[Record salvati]
——
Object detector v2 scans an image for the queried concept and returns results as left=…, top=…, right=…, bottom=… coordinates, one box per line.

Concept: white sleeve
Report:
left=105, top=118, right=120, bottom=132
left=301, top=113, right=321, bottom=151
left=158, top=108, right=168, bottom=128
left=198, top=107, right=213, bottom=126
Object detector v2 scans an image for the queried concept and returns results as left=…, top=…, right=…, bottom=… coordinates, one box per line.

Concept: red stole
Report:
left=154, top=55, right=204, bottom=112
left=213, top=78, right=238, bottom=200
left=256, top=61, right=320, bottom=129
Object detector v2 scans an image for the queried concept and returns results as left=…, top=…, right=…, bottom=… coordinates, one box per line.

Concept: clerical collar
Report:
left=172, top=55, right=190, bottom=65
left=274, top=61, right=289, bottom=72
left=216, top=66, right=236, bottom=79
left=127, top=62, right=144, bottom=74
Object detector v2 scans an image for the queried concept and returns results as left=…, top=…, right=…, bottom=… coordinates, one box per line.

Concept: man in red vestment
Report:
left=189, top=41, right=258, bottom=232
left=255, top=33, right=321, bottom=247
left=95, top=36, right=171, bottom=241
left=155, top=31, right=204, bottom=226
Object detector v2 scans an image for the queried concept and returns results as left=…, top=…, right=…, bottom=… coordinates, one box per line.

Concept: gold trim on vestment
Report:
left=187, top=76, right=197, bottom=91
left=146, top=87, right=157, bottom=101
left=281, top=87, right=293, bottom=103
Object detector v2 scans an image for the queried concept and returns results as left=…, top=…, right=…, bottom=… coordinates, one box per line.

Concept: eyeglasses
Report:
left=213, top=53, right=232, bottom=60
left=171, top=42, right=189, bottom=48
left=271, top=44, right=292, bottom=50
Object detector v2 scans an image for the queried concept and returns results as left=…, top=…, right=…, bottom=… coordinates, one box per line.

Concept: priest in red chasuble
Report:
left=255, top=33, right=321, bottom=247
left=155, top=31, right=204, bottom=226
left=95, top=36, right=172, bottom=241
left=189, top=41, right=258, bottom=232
——
*Obiettivo del compito*.
Indica il numero di righe dei record che contengono la stringa "vestment", distinguendo tra maiuscole e minuscole. Scrivi soltanto il numero.

*Risultato del compito*.
2